Prompt:
In the article about the last caribou herd in the lower 48 states, copy the passage from "The Selkirk herd had" to "University of Montana.", replacing "wolves" with "coyotes".

Gray Ghosts, the Last Caribou in the Lower 48 States, Are ‘Functionally Extinct’


A female mountain caribou from the Selkirk herd near the United States-Canada border. Experts say only three of the so-called gray ghosts remain.

David Moskowitz

HELENA, Mont. — The battle to save the so-called gray ghosts — the only herd of caribou in the lower 48 states — has been lost.

A recent aerial survey shows that this international herd of southern mountain caribou, which spends part of its year in the Selkirk Mountains of northern Idaho and Washington near the Canadian border, has dwindled to just three animals and should be considered “functionally extinct,” experts say.

The Selkirk herd had been disappearing for the last several years.

In 2009, the herd, the southernmost in North America, had about 50 animals and was declining. Wildlife officials in Canada began a last-ditch effort to protect them by killing wolves, which occasionally preyed on the few caribou that remained.

But the root cause of the extirpation of this herd and the decline of others in Canada is extensive industrial development in British Columbia, experts say.

“The functional loss of this herd is the legacy of decades of government mismanagement across caribou range,” said Mark Hebblewhite, a wildlife biologist at the University of Montana.

British Columbia “has permitted logging, road building, unsustainable recreation, oil and gas development, and mining to continue in mountain caribou habitat,” he added. “The tragic outcome was very predictable.”

Dataset excerpts:
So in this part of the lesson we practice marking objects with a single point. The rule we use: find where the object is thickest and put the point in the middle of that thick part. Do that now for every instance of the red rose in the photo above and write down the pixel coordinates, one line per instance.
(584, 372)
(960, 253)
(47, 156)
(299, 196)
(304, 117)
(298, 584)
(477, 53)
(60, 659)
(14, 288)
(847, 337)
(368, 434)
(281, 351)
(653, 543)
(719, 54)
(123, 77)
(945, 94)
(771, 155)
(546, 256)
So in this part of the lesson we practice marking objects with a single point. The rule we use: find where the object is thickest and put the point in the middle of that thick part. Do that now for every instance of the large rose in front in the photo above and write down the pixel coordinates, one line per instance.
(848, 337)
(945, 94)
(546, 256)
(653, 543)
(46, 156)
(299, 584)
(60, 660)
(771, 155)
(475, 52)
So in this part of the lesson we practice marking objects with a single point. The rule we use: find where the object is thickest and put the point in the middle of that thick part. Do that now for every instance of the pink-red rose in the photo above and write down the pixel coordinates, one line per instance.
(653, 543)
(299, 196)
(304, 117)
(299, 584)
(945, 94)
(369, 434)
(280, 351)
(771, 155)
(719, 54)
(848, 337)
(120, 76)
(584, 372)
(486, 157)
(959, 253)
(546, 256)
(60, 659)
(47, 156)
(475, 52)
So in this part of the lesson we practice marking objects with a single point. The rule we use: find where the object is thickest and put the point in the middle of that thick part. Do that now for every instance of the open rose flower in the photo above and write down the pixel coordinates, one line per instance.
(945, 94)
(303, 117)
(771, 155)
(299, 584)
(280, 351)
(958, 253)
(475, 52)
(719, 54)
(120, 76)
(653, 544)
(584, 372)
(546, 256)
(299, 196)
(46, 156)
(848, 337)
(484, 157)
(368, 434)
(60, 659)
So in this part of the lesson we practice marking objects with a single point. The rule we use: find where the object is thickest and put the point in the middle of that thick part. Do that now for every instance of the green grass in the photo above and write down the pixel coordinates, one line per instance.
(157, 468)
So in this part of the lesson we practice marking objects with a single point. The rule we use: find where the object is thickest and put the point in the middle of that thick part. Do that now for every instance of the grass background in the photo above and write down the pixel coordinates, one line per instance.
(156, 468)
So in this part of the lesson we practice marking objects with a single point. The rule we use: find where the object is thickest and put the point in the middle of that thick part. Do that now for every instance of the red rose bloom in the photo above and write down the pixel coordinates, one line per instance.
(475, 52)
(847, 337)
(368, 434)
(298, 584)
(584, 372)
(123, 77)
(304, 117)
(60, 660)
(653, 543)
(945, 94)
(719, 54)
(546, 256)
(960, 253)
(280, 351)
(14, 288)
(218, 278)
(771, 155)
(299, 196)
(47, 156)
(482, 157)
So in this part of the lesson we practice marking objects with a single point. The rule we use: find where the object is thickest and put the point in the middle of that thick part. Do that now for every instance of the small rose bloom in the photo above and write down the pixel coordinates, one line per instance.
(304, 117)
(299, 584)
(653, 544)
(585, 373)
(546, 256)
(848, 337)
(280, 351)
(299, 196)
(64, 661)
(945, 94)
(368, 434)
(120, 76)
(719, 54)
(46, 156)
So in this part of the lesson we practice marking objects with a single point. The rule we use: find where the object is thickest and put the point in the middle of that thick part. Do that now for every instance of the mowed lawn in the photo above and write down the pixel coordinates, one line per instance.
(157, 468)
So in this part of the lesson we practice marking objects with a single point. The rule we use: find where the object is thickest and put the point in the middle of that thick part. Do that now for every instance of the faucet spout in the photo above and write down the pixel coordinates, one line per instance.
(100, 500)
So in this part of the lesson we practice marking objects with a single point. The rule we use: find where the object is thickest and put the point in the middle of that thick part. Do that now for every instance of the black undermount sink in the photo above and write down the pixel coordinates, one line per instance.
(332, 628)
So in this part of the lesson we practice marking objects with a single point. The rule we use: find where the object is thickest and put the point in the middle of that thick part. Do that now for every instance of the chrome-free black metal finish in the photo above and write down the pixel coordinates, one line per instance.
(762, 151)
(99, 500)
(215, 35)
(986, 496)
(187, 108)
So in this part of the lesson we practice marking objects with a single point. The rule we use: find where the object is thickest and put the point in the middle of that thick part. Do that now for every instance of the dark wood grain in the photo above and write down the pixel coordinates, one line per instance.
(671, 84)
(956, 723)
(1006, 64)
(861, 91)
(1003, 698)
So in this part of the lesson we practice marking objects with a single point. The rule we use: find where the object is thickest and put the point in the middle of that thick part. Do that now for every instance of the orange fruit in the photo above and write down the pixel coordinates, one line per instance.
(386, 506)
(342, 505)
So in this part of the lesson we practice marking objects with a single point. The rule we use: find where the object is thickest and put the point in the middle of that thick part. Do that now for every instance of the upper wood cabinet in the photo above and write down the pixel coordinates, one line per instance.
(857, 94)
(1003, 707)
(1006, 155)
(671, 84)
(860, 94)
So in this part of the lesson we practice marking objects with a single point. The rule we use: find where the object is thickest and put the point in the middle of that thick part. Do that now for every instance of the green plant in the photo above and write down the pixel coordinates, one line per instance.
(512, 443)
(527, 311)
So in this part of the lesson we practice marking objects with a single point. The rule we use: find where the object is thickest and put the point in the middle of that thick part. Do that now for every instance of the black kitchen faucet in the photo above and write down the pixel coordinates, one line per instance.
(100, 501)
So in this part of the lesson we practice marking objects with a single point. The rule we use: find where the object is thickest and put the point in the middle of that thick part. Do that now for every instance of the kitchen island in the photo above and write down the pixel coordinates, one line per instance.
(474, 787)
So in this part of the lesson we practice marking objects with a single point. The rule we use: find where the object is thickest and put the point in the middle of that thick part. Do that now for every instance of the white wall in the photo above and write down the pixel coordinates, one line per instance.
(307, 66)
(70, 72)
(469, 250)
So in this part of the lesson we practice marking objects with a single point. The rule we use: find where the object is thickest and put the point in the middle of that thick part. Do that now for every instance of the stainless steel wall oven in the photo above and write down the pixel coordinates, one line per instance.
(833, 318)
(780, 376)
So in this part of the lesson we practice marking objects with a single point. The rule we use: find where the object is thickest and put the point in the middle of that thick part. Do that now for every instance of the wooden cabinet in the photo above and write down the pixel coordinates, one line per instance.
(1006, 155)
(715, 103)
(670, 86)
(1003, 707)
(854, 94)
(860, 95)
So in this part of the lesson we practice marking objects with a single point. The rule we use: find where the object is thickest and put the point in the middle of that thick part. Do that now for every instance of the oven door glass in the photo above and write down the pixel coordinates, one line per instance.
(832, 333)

Result for this exercise:
The Selkirk herd had been disappearing for the last several years.

In 2009, the herd, the southernmost in North America, had about 50 animals and was declining. Wildlife officials in Canada began a last-ditch effort to protect them by killing coyotes, which occasionally preyed on the few caribou that remained.

But the root cause of the extirpation of this herd and the decline of others in Canada is extensive industrial development in British Columbia, experts say.

“The functional loss of this herd is the legacy of decades of government mismanagement across caribou range,” said Mark Hebblewhite, a wildlife biologist at the University of Montana.